━━━━━ Records for processing
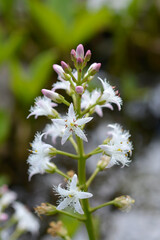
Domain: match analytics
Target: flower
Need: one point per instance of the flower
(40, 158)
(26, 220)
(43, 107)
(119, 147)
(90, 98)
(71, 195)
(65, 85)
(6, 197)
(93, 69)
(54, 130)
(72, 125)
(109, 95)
━━━━━━━━━━
▶ [Task directions] Without carrying over any picture, write out the entries above once more, exactly.

▶ [Your solution]
Domain: match analytics
Target: flower
Need: one point per instance of the flower
(40, 158)
(26, 220)
(43, 107)
(119, 147)
(90, 98)
(71, 195)
(65, 85)
(6, 197)
(93, 69)
(54, 130)
(72, 125)
(109, 95)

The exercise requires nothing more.